Items from a dataset
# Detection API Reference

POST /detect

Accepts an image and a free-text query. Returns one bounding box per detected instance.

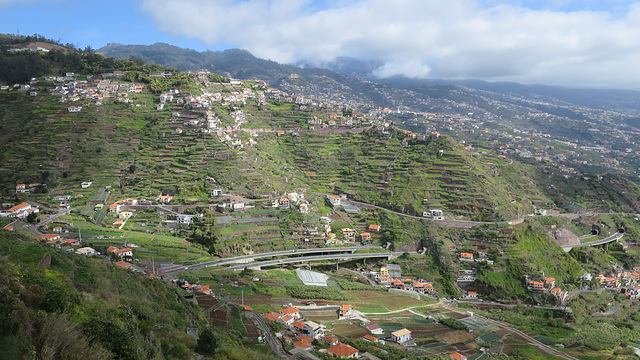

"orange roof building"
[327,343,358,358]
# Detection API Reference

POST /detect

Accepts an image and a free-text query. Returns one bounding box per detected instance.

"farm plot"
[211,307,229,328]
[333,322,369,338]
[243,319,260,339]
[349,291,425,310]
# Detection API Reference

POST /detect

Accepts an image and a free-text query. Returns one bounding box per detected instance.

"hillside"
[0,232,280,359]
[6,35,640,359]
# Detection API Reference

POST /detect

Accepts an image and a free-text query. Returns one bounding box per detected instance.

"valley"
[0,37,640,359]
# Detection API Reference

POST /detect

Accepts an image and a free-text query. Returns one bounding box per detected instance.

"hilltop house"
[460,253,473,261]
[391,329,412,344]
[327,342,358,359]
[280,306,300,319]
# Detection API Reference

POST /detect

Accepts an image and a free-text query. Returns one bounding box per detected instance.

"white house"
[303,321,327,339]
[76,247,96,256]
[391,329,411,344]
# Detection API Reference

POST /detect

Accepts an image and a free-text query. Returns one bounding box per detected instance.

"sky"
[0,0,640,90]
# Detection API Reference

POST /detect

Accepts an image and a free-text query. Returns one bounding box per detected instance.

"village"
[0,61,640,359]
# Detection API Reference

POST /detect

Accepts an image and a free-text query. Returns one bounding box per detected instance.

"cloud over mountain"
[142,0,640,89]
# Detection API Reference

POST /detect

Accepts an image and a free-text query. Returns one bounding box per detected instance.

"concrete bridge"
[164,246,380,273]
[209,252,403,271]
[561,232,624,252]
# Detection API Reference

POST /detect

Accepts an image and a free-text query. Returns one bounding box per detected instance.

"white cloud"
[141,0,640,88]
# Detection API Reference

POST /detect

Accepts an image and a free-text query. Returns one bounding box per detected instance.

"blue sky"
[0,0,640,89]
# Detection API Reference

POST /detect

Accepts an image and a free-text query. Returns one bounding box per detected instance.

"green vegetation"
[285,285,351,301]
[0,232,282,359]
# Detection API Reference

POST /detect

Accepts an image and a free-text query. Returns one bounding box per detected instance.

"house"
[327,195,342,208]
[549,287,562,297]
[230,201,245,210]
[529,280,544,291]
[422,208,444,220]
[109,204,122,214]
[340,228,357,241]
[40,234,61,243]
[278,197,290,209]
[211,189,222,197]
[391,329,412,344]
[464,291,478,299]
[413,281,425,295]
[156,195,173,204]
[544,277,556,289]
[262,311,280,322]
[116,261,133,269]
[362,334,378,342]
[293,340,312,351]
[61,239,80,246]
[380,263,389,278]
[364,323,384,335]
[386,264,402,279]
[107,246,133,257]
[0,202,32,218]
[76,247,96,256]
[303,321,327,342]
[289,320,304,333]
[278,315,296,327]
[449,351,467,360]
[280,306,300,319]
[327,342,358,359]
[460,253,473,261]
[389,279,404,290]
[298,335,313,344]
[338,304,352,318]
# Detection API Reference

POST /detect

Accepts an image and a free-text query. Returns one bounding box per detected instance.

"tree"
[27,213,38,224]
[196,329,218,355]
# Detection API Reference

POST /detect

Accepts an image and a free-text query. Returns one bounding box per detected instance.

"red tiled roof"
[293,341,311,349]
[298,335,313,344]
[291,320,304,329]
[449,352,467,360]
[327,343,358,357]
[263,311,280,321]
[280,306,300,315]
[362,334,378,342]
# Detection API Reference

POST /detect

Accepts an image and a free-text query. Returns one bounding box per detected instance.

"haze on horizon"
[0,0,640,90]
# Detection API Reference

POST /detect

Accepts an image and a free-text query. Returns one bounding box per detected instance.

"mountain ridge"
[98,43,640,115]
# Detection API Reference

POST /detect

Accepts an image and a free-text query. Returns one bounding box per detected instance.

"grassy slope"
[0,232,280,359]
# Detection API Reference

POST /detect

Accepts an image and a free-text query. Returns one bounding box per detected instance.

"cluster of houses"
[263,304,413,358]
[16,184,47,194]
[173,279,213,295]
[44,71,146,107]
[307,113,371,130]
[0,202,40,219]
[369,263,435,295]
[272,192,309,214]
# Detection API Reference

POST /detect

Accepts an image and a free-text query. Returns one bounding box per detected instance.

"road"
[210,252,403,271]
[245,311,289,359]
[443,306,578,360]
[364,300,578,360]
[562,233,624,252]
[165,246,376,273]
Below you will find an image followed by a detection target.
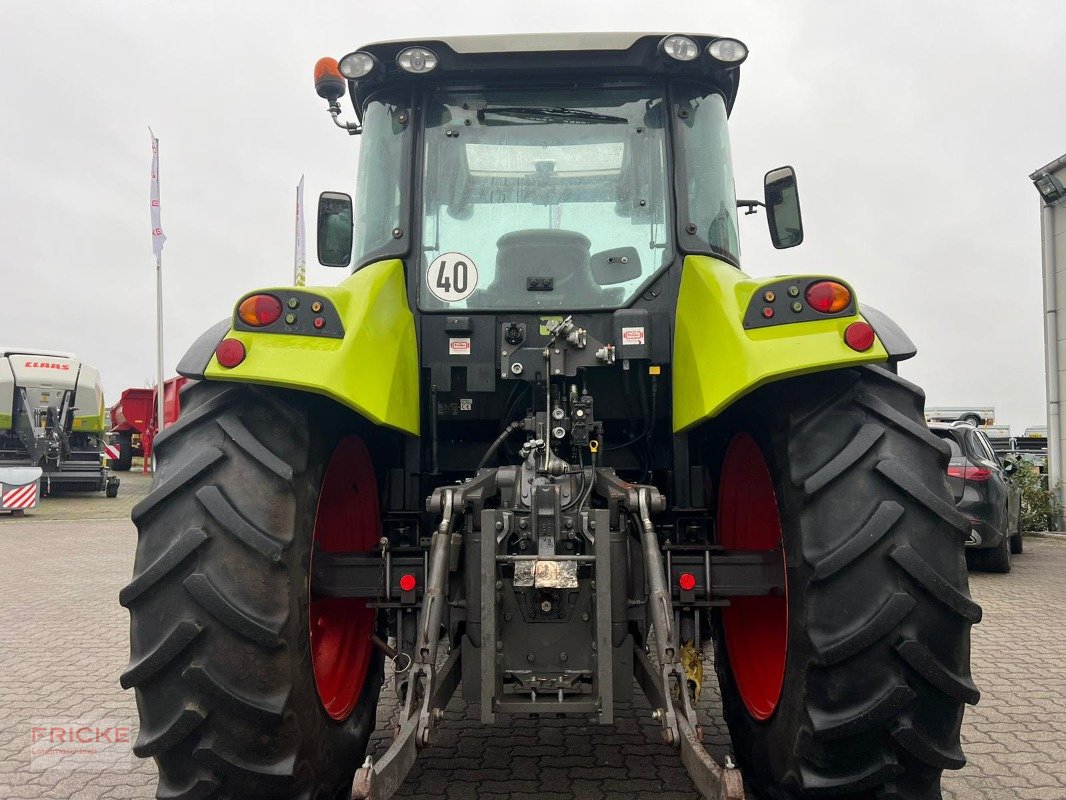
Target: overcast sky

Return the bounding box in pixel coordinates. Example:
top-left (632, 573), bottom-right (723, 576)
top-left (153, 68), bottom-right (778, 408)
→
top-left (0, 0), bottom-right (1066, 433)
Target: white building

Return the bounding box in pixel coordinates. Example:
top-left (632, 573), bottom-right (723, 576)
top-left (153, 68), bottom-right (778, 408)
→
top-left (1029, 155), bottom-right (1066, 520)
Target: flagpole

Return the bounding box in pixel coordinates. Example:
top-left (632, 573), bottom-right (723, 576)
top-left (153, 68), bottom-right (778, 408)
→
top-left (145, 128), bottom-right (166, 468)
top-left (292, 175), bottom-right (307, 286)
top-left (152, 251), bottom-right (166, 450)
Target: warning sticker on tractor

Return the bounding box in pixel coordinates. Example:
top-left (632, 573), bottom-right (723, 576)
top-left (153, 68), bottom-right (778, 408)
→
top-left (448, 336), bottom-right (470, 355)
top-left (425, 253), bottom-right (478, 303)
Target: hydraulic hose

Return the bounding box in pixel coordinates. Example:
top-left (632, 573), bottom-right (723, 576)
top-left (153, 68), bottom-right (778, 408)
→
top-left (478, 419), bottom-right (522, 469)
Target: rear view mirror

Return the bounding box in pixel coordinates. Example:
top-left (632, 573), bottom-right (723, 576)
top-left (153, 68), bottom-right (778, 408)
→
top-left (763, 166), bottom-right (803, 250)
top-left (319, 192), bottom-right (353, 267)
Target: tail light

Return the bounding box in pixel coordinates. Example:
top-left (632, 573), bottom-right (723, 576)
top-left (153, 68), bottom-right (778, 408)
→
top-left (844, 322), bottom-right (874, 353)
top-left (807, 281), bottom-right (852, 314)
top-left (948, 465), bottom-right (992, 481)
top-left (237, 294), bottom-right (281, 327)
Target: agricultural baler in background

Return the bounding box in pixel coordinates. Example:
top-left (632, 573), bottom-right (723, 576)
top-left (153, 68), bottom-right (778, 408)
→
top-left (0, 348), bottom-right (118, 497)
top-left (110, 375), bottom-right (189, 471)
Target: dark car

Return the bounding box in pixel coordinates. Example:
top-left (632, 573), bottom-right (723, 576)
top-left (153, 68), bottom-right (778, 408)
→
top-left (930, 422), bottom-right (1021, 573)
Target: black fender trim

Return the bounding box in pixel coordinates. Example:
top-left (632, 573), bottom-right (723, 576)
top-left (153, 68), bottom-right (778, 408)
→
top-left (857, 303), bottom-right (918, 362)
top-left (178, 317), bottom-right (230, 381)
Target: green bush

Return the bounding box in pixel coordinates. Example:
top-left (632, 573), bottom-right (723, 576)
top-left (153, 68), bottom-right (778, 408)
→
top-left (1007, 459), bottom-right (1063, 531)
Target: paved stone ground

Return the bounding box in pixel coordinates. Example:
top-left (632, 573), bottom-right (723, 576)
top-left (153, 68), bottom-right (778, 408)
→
--
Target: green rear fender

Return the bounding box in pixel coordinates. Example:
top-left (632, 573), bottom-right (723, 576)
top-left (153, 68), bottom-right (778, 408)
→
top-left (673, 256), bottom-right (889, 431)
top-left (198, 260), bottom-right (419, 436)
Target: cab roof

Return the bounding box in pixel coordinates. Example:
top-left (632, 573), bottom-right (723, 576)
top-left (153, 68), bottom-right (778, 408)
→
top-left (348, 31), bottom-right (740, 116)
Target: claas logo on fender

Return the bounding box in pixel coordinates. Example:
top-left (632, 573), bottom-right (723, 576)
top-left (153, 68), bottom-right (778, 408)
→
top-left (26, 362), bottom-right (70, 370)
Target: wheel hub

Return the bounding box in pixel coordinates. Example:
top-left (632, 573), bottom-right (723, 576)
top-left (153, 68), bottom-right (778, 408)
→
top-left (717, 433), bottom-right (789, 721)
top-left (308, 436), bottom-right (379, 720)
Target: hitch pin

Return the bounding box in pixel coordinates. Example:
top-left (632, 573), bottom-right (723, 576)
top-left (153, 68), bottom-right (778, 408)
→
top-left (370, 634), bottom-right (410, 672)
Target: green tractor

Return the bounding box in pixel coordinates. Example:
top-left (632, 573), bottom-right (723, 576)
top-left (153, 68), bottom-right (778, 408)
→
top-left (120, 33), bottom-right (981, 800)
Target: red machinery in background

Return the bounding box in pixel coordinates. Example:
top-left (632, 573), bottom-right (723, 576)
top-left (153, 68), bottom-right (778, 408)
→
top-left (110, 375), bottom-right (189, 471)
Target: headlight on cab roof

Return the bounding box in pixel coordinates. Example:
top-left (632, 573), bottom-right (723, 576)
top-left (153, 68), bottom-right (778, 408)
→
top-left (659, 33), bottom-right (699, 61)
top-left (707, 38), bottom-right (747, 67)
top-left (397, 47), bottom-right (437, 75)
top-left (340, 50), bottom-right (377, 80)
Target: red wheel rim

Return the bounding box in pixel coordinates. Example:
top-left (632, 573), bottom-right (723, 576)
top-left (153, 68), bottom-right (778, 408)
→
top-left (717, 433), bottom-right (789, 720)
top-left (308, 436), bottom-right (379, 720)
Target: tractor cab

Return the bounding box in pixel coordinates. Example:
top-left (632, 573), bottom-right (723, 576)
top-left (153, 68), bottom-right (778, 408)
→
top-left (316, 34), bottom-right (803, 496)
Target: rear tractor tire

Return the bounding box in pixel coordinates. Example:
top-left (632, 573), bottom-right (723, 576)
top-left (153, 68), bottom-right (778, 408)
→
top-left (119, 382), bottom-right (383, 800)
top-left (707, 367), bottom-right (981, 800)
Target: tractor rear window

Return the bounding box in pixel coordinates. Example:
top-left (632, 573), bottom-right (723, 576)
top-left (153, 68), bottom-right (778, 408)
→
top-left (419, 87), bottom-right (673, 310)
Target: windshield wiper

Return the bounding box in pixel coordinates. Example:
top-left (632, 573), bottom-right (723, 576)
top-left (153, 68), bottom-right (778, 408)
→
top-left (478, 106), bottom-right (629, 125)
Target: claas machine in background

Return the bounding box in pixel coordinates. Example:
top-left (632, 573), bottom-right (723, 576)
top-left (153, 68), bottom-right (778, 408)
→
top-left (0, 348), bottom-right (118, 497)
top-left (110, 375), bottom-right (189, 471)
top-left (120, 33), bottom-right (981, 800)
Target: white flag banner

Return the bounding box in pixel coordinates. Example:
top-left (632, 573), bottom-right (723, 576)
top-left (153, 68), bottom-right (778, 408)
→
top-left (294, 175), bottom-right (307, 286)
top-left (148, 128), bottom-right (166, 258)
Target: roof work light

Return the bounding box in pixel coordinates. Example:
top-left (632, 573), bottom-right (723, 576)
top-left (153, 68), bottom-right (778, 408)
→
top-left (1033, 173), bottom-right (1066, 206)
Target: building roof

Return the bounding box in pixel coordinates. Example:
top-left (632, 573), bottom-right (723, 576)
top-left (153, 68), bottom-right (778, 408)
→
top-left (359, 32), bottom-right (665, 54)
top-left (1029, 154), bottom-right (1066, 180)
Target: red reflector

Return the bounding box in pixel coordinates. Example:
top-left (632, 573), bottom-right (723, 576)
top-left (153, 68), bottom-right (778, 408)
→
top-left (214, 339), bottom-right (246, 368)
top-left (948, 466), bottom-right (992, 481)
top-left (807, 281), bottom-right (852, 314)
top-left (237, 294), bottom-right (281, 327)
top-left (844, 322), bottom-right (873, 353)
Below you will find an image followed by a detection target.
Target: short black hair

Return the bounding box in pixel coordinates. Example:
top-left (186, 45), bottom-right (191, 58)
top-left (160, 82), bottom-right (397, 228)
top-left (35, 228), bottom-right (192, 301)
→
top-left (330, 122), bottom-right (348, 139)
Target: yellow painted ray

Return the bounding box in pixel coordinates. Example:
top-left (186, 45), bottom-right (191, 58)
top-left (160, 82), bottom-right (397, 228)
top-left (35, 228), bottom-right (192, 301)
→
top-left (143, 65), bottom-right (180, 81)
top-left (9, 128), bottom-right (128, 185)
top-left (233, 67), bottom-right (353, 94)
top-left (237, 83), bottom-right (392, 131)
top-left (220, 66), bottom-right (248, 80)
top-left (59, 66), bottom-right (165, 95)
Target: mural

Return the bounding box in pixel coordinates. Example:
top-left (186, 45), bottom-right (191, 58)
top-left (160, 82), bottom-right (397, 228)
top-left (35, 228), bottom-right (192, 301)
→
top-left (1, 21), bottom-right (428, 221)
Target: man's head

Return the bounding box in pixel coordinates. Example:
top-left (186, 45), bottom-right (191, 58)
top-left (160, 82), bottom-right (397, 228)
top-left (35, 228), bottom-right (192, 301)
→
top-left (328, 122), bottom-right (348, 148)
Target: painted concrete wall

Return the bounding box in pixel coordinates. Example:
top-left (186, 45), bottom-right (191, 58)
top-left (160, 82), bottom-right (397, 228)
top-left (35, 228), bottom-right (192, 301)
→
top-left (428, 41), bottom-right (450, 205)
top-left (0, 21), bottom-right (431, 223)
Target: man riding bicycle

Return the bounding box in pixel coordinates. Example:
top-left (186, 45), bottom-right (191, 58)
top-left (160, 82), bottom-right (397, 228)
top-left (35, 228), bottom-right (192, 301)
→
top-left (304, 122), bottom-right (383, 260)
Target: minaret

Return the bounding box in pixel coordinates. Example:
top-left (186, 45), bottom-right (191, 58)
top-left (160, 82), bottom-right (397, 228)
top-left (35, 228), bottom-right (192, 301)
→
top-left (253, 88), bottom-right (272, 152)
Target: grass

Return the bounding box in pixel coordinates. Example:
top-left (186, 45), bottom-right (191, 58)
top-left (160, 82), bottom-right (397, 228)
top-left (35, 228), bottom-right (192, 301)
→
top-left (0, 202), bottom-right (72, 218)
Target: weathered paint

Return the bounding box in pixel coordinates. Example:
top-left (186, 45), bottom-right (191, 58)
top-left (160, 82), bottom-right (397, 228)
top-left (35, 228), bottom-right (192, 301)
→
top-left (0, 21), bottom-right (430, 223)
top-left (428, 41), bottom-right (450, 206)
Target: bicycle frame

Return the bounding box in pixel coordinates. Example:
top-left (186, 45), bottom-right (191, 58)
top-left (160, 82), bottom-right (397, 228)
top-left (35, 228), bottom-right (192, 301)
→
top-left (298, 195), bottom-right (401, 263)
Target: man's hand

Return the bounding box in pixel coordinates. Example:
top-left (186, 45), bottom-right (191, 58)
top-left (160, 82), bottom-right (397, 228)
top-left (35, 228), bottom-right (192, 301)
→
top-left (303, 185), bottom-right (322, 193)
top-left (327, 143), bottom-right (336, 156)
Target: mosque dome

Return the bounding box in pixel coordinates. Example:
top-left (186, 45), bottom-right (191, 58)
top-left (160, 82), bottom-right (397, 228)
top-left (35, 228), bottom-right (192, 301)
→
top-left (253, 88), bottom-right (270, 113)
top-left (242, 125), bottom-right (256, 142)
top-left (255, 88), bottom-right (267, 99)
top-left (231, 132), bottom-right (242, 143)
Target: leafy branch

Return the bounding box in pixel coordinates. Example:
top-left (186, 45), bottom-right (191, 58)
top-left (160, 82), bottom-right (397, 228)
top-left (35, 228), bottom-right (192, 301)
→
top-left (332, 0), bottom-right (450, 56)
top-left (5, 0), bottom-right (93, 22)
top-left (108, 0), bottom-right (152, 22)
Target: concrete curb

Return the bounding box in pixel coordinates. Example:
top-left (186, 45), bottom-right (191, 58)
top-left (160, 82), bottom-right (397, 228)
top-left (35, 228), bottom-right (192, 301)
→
---
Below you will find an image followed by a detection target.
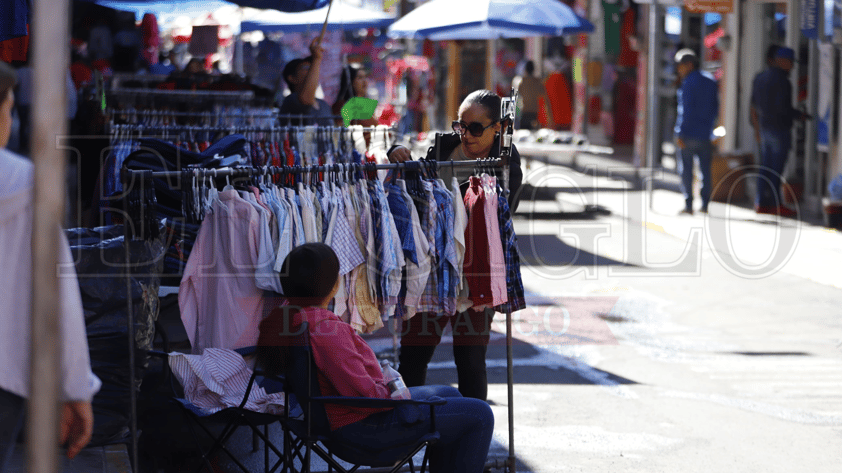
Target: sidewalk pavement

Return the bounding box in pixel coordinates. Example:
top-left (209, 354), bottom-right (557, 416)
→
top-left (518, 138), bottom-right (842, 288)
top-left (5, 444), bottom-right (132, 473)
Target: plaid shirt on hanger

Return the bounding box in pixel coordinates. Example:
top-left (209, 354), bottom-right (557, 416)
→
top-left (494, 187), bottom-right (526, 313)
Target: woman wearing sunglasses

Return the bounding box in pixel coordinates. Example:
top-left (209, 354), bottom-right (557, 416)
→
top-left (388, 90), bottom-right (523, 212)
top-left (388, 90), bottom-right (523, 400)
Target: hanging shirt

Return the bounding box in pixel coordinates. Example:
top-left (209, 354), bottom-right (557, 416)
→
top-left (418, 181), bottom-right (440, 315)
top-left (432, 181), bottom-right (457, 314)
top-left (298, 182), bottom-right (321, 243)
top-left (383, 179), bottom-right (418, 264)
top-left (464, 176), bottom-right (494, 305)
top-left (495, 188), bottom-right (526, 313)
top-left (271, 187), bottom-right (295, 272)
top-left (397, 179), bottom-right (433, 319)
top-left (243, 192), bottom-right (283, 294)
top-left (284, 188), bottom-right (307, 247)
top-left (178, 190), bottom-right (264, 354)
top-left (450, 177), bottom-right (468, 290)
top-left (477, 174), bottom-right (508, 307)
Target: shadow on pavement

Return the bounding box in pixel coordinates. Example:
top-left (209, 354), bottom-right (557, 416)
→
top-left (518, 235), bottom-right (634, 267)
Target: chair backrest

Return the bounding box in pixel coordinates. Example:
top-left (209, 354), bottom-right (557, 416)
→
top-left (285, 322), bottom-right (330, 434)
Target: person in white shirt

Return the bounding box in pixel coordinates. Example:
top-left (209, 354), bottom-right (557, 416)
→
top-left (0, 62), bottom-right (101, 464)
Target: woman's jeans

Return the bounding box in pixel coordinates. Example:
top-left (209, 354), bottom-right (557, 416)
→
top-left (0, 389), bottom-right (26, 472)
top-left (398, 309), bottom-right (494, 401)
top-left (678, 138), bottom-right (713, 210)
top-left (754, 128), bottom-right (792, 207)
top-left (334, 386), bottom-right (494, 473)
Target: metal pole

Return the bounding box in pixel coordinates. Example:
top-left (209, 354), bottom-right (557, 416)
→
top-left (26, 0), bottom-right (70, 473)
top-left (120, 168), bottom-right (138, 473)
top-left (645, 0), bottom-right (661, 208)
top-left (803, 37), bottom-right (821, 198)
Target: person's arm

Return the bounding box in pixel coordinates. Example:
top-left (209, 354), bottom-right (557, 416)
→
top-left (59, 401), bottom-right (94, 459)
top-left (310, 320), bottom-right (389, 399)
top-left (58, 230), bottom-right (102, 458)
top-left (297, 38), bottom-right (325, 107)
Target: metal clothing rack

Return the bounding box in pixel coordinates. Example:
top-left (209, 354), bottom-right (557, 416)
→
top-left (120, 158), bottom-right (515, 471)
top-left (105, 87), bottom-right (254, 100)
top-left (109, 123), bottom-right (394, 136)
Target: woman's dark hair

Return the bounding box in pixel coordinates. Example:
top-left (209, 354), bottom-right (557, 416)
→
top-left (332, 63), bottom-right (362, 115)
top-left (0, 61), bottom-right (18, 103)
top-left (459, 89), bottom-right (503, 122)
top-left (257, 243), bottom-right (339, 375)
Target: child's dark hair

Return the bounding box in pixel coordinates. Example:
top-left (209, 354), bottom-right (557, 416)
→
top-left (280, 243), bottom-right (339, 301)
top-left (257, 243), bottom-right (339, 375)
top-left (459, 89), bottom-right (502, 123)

Aim of the task: Select each line from the dataset items above that contains the word "dark". Case matters.

Answer for this exercise:
Target: dark car
Target: woman's dark hair
Target: child's dark hair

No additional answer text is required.